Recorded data
____________________
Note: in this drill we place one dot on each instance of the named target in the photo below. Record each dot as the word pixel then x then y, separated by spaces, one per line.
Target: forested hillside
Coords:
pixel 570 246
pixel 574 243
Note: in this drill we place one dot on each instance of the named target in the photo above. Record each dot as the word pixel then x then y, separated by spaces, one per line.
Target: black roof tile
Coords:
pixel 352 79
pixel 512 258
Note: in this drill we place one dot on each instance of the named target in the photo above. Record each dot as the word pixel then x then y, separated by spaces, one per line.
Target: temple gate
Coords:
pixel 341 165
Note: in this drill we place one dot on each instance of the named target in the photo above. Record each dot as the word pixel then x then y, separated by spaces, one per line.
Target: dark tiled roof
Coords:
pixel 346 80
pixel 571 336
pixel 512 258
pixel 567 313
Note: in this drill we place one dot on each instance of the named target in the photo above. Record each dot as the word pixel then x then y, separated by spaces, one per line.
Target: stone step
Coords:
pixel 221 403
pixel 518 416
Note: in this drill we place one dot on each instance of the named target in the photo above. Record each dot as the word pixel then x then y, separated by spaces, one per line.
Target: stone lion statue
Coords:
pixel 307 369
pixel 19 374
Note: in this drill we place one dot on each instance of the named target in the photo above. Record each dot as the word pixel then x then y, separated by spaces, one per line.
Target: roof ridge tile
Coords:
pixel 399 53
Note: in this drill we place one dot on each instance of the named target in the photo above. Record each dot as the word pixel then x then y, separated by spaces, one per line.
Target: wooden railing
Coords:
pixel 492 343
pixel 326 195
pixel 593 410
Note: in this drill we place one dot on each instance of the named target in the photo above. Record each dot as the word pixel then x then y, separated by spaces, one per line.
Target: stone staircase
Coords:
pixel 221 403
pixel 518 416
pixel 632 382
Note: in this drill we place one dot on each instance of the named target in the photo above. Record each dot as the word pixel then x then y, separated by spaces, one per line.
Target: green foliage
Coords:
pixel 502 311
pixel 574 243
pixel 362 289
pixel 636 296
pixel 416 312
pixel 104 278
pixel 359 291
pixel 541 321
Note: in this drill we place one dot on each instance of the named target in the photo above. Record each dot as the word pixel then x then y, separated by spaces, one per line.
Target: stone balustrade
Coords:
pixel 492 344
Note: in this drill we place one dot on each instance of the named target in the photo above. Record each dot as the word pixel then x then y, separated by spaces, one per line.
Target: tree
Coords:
____________________
What the exercise asks -
Every line of the records containing the word "roof" must appear in the answer.

Response -
Target: black roof tile
Target: dark tiled roof
Target: roof ridge tile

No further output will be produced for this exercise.